* _EXERCISE TASKS_
[1] Reproduce the passage from the pulled pork forum thread that runs from "1. How many" to "the finishing sauce.", keeping every word unchanged.
[2] In the pulled pork forum thread, how many pounds of pulled pork does the first poster say were smoked and refrigerated without any finishing sauce?
[3] Write the next part of the pulled pork forum thread, picking up right after its final sentence.

* _PAGE EXTRACT_
I realize this is an old thread but hope that Chef JJ will see this. 1st i just made your finishing sauce and it is awesome indeed!! Just two quick questions.

1. How many butts or lbs is this recipe intended to "finish"?

2. I smoked and refrigerated about 25 lbs of PP without any finishing sauce. When i reheat should I add this and then reheat or reheat and then add the finishing sauce.


----------



## drginlbc

Can someone give me the exact definition of a "finishing sauce?"

Is this what you put on the pork after you have pulled it...or directly onto the sandwich (if you're making pulled pork sandwiches).

Thank you!


----------



## chef jimmyj

Dblbogey said:


> I realize this is an old thread but hope that Chef JJ will see this. 1st i just made your finishing sauce and it is awesome indeed!! Just two quick questions.

* _DATASET CONTENT_
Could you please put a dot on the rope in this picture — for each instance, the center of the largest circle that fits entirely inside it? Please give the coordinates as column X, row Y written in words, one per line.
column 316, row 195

* _RESPONSES PER TASK_
[1]
1. How many butts or lbs is this recipe intended to "finish"?

2. I smoked and refrigerated about 25 lbs of PP without any finishing sauce. When i reheat should I add this and then reheat or reheat and then add the finishing sauce.

[2] About 25 pounds.

[3]
> 
> 1. How many butts or lbs is this recipe intended to "finish"?
> 
> 2. I smoked and refrigerated about 25 lbs of PP without any finishing sauce. When i reheat should I add this and then reheat or reheat and then add the finishing sauce.


No problem...This recipe is sufficient for 5-6 pounds of finished Pulled Pork, depending on how wet you want it. I frequently Reheat this amount of PP with a 1/2 to 1Cup of Apple Juice then add the finishing sauce to taste at the end. For that amount of PP make 5X the recipe and add as needed and offer left overs on the side...JJ


DRGinLBC said:


> Can someone give me the exact definition of a "finishing sauce?"
> 
> Is this what you put on the pork after you have pulled it...or directly onto the sandwich (if you're making pulled pork sandwiches).
> 
> Thank you!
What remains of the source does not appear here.